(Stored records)
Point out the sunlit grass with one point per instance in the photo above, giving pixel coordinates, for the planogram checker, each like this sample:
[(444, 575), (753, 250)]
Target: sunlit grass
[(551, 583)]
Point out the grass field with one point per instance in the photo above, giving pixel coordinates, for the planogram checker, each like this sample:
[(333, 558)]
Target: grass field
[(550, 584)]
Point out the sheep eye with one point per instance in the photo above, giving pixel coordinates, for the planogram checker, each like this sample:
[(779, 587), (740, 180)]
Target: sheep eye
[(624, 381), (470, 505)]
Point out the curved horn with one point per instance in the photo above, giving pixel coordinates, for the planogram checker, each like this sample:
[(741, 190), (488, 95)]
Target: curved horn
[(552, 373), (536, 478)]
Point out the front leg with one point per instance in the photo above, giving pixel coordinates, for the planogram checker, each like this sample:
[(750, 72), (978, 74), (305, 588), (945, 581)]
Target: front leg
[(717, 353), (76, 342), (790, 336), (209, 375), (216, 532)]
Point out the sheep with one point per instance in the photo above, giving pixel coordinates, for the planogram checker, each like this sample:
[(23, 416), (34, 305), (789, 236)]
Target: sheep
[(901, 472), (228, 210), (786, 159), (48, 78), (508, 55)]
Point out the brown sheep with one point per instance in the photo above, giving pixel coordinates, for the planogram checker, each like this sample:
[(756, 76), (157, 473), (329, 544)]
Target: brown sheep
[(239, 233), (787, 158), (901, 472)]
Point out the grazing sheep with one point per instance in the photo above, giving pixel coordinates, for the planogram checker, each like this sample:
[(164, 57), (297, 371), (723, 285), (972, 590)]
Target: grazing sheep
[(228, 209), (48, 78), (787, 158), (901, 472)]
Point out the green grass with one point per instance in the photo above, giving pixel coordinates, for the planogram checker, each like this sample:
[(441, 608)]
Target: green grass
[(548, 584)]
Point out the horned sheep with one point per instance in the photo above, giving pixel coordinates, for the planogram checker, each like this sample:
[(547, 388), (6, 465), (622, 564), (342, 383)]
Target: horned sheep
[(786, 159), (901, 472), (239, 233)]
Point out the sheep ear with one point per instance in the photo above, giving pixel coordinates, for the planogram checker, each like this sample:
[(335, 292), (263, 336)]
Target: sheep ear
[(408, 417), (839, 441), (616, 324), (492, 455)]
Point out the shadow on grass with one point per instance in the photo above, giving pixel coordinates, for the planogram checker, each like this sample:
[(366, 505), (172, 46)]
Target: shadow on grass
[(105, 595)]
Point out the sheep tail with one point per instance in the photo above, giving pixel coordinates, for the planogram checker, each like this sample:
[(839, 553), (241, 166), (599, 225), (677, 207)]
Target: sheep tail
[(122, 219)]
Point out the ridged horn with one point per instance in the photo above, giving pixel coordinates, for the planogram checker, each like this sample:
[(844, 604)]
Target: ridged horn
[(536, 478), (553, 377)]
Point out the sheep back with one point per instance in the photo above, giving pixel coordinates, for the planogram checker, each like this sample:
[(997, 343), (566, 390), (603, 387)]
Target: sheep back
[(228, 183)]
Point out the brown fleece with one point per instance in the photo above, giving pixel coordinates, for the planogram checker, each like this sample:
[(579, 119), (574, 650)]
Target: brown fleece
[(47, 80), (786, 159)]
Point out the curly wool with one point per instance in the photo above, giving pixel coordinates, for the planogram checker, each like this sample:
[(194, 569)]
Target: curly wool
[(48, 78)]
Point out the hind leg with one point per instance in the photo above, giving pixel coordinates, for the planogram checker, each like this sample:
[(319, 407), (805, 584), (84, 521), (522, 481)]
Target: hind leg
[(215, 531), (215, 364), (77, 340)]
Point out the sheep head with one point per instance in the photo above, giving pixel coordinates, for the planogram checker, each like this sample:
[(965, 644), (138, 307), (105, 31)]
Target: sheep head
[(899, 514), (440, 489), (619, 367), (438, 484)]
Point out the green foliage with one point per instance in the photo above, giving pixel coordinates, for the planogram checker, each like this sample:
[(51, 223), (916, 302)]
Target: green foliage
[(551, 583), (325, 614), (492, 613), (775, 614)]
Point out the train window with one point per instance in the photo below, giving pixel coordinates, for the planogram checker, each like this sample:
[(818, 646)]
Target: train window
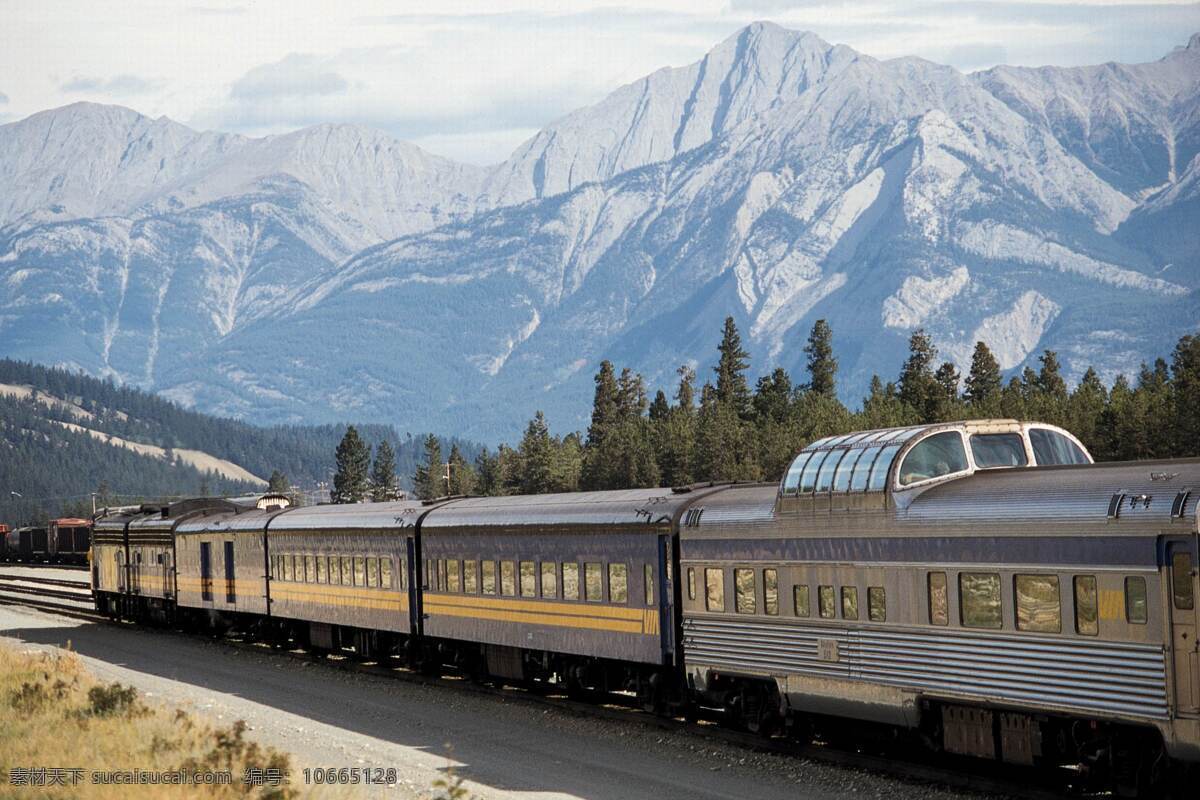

* * *

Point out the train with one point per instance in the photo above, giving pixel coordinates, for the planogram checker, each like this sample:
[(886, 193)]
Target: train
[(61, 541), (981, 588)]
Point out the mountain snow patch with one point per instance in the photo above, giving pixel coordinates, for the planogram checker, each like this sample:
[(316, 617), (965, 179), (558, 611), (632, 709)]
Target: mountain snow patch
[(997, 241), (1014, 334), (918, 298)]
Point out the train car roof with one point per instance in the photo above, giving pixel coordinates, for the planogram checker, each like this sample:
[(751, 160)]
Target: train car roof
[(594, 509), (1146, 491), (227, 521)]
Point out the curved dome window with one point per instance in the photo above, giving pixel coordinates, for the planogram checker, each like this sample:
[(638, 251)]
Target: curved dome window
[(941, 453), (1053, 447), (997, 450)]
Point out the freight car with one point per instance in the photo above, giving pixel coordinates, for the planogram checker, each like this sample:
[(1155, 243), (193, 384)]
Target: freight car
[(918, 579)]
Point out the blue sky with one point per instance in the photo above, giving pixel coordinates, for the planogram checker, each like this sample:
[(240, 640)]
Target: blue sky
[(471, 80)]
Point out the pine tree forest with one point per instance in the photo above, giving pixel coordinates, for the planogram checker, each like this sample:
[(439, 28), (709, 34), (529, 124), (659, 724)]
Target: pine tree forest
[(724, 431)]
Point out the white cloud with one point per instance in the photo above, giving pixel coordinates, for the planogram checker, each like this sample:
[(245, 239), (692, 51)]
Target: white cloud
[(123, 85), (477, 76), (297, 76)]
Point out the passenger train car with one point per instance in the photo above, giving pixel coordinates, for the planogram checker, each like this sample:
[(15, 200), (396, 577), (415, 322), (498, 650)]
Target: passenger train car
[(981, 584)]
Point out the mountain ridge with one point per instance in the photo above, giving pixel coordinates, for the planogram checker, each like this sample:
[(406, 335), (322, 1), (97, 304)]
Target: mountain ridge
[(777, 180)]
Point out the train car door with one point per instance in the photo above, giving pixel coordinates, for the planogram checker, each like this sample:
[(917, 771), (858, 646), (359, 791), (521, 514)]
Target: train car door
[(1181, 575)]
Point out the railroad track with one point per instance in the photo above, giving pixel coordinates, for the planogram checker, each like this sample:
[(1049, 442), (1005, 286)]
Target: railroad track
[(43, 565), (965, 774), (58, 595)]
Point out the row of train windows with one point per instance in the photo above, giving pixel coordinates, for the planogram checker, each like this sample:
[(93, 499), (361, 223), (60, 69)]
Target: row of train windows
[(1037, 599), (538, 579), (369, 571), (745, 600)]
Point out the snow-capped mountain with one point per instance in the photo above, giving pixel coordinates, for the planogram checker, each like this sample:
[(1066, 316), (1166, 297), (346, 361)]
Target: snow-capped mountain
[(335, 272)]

▸ **WHAT TO WORK ON**: Reproduce the stretch of the listing from the line containing "Point out the sunlit" through the line containing "[(551, 583)]", substituting "green lawn" for "sunlit grass" and keeping everything else identical.

▸ **ANSWER TO THIS PROBLEM**:
Point out the green lawn with one point per instance in the photo above, giving pixel coordinates, for the planogram checker, each like this sample:
[(444, 575), (753, 250)]
Target: green lawn
[(551, 583)]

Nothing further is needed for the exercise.